Data listing
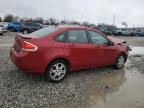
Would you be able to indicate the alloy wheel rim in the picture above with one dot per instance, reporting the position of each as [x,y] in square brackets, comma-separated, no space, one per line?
[120,61]
[58,71]
[25,32]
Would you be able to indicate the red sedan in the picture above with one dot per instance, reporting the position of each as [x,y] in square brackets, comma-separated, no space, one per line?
[55,51]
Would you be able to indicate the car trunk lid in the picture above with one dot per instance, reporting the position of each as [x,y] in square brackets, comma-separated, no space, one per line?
[19,40]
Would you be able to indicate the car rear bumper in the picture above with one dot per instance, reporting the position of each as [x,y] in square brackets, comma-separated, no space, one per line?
[21,61]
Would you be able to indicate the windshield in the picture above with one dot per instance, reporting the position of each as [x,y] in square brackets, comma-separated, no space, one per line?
[44,31]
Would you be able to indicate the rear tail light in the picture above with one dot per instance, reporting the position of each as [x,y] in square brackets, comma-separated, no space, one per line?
[26,46]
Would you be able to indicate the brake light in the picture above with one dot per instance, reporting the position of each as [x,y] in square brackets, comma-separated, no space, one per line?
[26,46]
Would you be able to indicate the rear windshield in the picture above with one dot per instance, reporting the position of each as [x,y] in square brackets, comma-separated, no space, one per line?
[44,31]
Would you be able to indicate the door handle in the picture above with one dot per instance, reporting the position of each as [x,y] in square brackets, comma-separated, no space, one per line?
[72,45]
[97,46]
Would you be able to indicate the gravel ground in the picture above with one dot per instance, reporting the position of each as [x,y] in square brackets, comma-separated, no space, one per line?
[82,89]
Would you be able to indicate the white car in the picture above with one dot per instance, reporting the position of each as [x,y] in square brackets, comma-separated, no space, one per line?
[123,31]
[2,29]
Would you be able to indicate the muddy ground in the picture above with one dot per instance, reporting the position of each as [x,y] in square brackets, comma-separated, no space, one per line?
[93,88]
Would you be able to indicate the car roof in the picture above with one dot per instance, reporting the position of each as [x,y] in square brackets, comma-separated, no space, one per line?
[73,27]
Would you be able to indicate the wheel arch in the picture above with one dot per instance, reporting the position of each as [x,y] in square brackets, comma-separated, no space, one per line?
[125,55]
[59,58]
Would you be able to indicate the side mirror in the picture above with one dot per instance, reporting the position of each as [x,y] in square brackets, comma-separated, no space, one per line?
[110,43]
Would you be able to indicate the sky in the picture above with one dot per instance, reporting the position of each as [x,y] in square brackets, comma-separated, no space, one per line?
[93,11]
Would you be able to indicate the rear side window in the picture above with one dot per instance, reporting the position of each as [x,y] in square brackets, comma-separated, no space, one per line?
[44,31]
[97,38]
[60,37]
[77,36]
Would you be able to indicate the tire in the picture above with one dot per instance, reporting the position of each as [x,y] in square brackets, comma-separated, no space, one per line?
[57,71]
[119,33]
[12,30]
[120,61]
[25,31]
[132,34]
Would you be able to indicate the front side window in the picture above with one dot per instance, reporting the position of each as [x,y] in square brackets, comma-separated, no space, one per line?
[77,36]
[97,38]
[60,37]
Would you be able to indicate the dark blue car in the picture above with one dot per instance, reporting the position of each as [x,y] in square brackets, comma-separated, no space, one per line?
[25,27]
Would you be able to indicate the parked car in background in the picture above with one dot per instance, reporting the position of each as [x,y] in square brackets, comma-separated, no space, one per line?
[55,51]
[25,27]
[123,31]
[14,26]
[139,32]
[2,29]
[28,27]
[106,32]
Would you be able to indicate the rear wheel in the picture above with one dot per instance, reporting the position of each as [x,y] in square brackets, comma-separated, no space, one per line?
[119,33]
[25,31]
[120,62]
[12,29]
[57,71]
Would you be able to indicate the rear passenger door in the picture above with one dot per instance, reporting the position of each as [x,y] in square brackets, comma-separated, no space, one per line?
[103,53]
[79,49]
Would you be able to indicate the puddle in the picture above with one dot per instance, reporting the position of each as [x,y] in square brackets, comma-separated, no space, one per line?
[137,50]
[126,90]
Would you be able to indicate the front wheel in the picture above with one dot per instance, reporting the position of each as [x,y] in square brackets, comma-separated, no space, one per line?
[25,31]
[120,61]
[57,71]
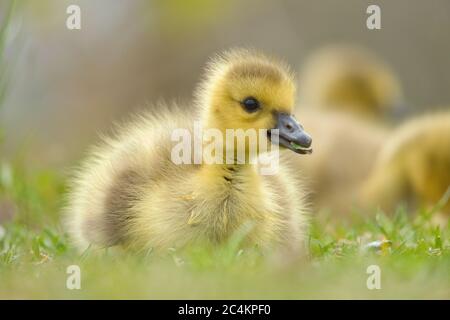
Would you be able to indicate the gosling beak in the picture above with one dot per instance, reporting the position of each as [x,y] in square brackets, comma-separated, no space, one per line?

## YOUR GOAL
Do not copy pictures. Restate exactly the lines from the one containing "Would you be able to indicate the rear wheel" through the last line of the records.

## COMPLETE OUTPUT
Would you be able to indicate the rear wheel in the picture above with one dot per instance, reporting the position of each as [x,y] in square brackets, comma-separated, no space, one per line?
[119,33]
[25,31]
[120,62]
[12,29]
[57,71]
Would you be able to indicate the rear passenger door in the picture above with one dot per instance, reporting the position of each as [x,y] in square brackets, comma-separated, no space, one per line?
[103,53]
[79,49]
Would you be able to indicate the puddle in the picture above with one dot per instance, reporting the position of each as [x,y] in square brackets, comma-separated, no space, one per line?
[137,50]
[126,90]
Would you be able to indicate the front wheel in the picture above with one dot per instance, reporting the position of each as [x,y] in square brackets, comma-separated, no space, one per line?
[25,31]
[120,61]
[57,71]
Would you be able to indicate the gosling beak in the picture above with one dot per instance, reporting the position of each as [x,y] in square brackets, comma-separated, no space, one per line?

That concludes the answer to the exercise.